Object location annotation listing |
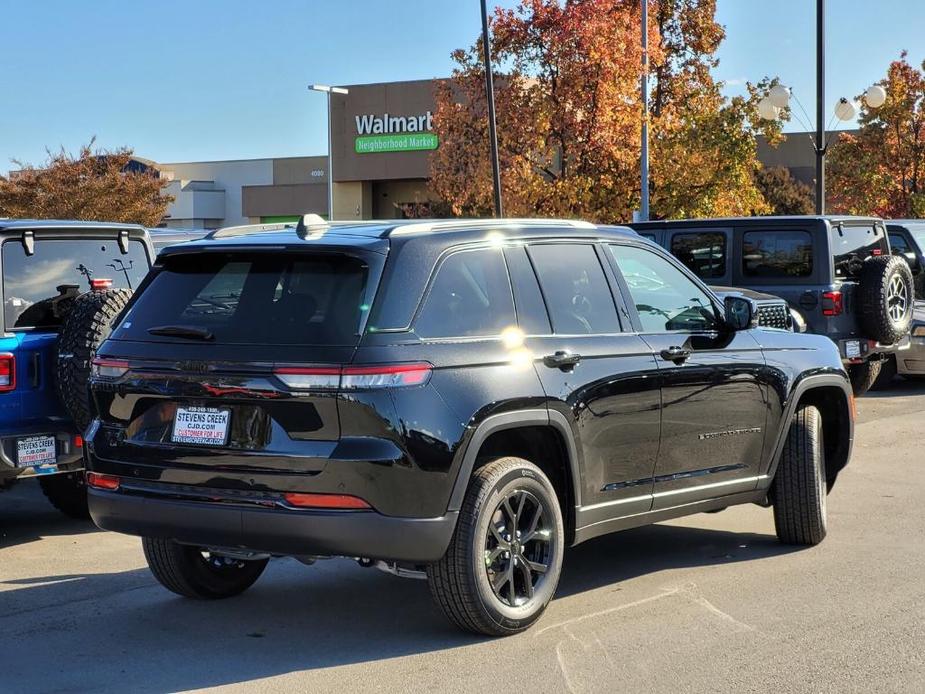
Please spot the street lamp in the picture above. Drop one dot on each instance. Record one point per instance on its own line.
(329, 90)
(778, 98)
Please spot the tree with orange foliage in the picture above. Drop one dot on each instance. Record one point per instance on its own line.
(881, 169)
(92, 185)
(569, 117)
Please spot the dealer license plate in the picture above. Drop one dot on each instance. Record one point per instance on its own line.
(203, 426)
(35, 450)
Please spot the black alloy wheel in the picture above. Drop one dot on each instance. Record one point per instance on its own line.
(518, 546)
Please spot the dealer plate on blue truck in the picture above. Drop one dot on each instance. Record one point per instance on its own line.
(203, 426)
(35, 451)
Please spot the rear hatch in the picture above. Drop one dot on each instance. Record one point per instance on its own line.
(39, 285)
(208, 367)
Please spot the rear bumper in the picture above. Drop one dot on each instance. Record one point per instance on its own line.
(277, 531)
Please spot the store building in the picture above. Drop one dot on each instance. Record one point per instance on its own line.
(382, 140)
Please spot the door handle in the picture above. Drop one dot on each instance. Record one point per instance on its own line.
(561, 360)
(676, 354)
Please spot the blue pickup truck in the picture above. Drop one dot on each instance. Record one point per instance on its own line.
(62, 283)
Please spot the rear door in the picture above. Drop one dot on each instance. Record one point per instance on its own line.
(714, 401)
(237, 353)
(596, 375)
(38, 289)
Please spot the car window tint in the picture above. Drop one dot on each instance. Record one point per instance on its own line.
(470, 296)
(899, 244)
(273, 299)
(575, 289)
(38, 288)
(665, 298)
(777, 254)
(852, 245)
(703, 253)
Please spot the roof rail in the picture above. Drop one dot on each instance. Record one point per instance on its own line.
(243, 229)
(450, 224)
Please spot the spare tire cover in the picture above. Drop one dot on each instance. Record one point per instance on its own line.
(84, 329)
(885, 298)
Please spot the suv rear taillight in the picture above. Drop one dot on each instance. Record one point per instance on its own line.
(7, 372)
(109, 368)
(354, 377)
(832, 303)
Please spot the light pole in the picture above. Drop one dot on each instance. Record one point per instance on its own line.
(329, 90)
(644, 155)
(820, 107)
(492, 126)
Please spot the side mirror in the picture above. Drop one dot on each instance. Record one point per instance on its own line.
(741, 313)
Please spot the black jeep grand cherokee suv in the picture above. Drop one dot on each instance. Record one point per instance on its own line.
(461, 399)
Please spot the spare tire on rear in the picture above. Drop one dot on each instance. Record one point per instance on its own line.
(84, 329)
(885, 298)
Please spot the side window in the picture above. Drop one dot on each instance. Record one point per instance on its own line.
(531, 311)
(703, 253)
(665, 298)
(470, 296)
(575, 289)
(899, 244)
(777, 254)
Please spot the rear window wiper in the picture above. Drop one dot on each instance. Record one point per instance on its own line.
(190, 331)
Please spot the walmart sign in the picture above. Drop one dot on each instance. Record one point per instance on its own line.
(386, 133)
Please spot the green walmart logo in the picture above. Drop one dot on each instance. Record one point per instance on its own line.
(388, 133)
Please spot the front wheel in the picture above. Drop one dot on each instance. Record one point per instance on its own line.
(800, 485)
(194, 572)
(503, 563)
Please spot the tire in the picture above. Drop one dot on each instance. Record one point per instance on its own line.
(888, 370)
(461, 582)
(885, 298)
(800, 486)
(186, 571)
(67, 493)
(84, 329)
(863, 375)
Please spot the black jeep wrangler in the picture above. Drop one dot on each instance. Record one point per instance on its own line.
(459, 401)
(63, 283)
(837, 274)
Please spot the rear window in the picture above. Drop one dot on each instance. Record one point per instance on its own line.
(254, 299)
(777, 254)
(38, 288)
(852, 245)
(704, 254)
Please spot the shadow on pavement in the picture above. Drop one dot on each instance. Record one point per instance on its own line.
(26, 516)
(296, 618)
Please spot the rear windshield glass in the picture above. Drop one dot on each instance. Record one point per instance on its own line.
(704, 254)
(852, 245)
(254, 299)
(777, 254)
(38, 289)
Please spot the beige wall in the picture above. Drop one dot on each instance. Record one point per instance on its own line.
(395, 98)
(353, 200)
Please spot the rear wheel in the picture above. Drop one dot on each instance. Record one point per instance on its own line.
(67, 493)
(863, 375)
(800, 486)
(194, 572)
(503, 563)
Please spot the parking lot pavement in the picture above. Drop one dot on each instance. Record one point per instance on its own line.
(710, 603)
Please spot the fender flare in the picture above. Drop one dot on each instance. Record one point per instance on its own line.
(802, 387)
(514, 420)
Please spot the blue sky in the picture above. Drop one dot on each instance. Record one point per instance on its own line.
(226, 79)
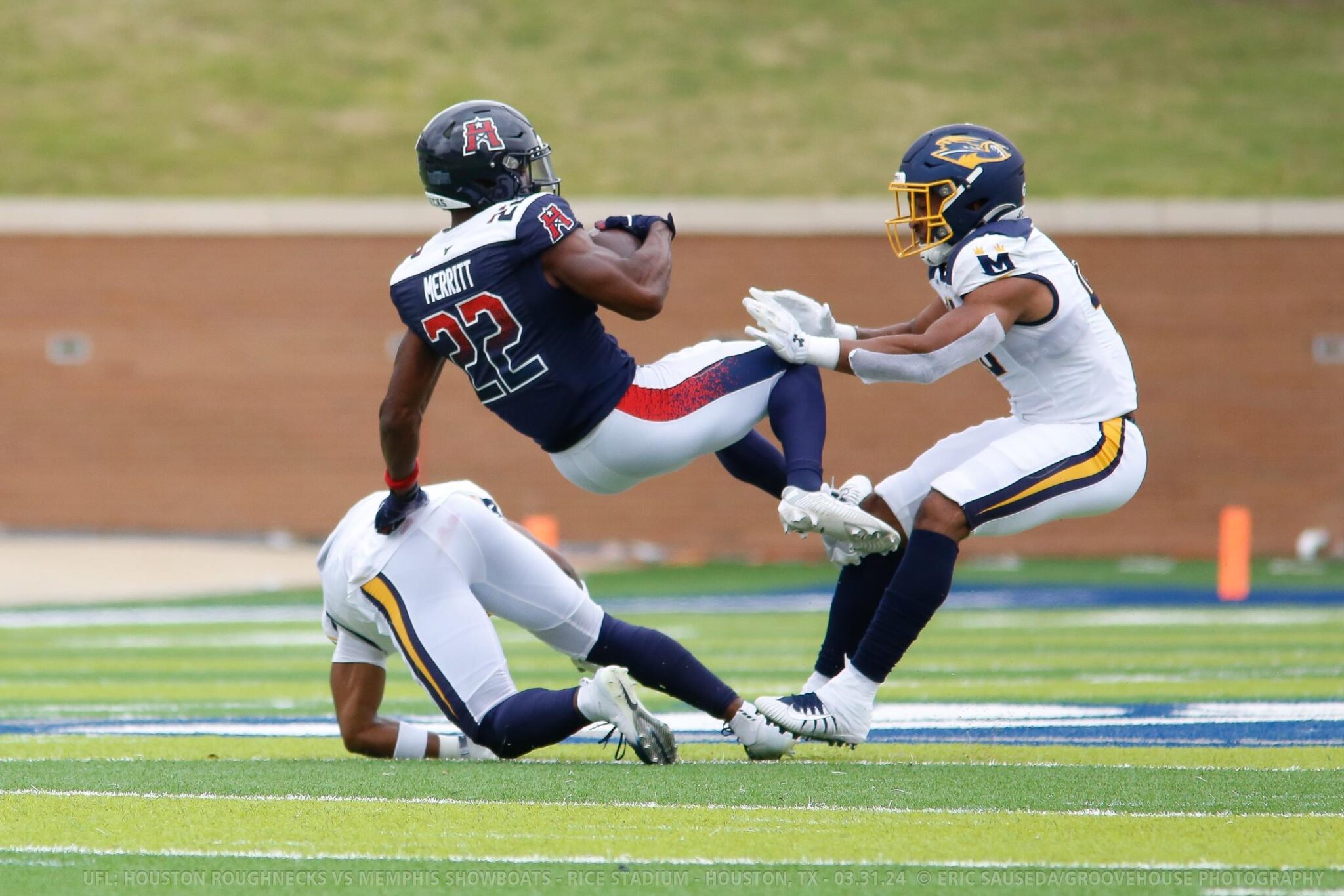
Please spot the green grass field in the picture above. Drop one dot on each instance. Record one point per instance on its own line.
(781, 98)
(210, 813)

---

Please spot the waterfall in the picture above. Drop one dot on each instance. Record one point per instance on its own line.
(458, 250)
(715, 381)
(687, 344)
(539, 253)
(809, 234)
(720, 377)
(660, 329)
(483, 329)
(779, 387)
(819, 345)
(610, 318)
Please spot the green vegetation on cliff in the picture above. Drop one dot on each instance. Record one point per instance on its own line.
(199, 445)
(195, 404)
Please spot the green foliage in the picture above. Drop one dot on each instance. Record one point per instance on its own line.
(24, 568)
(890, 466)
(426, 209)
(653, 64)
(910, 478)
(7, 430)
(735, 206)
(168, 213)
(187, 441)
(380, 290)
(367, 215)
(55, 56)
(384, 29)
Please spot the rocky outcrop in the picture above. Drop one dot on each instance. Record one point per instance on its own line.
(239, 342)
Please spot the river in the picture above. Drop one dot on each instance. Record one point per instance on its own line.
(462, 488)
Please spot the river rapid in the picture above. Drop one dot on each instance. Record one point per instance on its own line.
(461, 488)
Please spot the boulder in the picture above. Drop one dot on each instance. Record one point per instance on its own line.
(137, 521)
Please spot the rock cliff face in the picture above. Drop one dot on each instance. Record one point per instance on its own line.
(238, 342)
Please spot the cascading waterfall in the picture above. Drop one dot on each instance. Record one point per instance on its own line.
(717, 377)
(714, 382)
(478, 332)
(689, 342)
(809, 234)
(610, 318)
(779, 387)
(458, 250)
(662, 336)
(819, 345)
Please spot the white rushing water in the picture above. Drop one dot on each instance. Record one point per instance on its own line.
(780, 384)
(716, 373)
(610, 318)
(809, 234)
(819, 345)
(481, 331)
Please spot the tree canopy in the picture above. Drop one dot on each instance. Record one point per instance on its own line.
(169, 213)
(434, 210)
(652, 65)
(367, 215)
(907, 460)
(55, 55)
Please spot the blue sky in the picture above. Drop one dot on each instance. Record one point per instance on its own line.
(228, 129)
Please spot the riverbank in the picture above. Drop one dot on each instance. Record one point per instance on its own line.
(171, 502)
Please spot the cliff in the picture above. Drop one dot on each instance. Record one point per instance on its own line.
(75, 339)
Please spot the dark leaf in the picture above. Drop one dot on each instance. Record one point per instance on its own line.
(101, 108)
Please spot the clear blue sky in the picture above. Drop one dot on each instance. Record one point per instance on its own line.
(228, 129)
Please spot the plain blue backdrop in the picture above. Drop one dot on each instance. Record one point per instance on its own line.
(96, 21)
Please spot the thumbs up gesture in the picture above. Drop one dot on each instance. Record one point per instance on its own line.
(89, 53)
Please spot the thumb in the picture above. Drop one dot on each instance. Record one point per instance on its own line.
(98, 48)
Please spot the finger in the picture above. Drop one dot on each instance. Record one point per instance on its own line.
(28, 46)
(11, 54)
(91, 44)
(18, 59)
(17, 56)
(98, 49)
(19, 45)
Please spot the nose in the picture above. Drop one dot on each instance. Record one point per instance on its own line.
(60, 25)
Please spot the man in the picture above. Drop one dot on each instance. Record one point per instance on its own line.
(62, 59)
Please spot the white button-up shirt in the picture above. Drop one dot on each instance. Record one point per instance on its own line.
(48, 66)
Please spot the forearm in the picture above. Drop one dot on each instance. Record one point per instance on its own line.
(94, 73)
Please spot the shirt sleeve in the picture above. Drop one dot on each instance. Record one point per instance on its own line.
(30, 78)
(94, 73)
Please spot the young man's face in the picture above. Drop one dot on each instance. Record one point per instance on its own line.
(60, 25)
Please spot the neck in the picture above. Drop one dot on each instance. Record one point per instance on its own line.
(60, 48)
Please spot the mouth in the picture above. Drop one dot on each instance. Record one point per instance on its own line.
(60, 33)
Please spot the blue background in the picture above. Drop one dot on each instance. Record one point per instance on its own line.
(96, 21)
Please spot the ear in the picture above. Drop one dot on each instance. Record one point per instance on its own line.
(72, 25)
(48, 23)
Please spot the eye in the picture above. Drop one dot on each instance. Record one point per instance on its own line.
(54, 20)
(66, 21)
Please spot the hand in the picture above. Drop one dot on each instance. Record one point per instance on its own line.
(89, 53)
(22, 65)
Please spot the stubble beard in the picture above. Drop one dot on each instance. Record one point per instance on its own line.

---

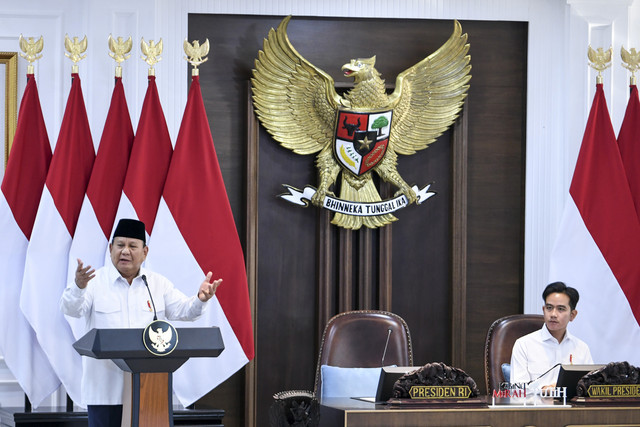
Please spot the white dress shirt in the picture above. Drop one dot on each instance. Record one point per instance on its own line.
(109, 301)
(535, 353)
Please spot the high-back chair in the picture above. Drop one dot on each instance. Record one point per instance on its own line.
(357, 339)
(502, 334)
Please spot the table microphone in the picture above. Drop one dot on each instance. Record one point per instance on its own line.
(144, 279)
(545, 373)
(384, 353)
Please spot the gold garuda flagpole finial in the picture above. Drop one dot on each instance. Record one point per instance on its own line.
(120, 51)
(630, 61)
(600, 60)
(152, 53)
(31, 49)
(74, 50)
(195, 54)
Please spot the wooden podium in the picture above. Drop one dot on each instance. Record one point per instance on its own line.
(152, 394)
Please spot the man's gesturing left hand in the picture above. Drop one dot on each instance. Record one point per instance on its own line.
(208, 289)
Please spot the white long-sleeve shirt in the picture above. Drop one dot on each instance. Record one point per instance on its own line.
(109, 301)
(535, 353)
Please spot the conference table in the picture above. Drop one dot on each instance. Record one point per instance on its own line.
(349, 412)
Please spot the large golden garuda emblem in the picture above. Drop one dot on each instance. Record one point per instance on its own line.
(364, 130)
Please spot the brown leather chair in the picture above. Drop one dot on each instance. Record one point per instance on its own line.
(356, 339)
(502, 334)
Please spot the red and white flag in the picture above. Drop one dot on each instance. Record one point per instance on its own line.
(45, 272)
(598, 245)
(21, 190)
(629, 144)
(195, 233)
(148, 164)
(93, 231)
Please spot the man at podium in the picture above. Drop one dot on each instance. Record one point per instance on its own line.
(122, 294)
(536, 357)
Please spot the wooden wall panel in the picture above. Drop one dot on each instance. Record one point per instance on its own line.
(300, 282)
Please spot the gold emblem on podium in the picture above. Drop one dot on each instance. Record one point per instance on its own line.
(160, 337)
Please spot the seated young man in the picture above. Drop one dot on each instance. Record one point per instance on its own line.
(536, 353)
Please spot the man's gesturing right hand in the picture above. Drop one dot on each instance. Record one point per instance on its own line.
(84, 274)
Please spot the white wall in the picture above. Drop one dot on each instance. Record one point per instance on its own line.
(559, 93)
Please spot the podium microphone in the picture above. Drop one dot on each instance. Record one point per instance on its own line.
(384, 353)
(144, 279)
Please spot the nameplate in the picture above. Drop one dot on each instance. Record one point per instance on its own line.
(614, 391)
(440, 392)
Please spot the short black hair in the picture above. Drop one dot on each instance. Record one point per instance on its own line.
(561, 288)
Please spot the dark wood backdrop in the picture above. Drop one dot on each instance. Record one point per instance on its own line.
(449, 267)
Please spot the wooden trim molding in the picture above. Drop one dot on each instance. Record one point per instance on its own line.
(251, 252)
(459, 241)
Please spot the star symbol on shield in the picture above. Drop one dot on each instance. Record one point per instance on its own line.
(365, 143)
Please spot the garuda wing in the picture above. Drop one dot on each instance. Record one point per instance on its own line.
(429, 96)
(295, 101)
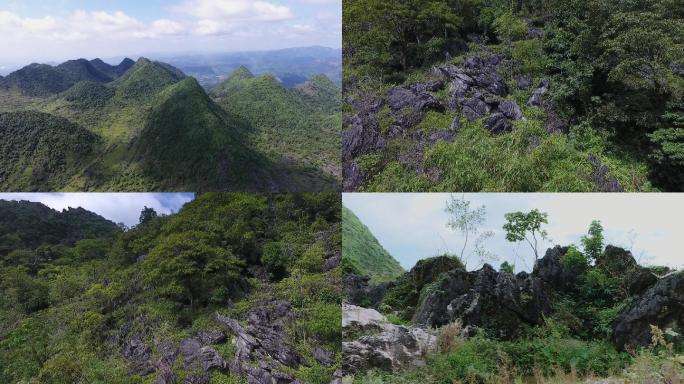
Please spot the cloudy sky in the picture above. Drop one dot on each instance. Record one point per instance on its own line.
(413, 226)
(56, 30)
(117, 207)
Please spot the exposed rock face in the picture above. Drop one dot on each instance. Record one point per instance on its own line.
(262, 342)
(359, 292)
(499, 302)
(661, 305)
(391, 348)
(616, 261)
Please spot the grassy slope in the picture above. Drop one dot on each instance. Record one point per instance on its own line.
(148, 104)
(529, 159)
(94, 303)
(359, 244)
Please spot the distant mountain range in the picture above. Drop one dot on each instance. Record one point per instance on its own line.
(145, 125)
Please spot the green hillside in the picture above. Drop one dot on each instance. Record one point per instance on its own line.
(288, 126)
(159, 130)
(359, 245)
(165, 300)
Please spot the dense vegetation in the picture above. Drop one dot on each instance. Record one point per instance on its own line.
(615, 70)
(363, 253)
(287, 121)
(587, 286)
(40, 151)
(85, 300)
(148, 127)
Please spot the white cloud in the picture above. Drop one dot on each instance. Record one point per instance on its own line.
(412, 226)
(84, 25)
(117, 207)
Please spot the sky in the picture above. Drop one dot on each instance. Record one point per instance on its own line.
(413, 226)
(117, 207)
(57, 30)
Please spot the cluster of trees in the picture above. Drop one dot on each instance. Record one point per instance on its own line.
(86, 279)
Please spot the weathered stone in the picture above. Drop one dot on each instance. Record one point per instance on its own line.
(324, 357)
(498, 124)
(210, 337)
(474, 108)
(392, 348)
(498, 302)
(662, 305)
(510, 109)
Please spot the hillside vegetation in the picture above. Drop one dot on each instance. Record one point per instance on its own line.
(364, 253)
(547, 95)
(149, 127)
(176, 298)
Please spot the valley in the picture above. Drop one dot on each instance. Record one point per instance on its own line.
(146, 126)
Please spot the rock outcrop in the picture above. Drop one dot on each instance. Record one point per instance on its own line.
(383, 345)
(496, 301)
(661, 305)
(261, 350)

Task objective |
Report every line of the listing above that contains the word "outcrop", matching its case exactly.

The reply |
Please spot the rocky outcrop in the picture above. Drop one dot on each instance. Record one point per instance on its own line.
Please spot the rock outcrop in the picture above. Drop one dot on each instance. Record one point per instance on its own line.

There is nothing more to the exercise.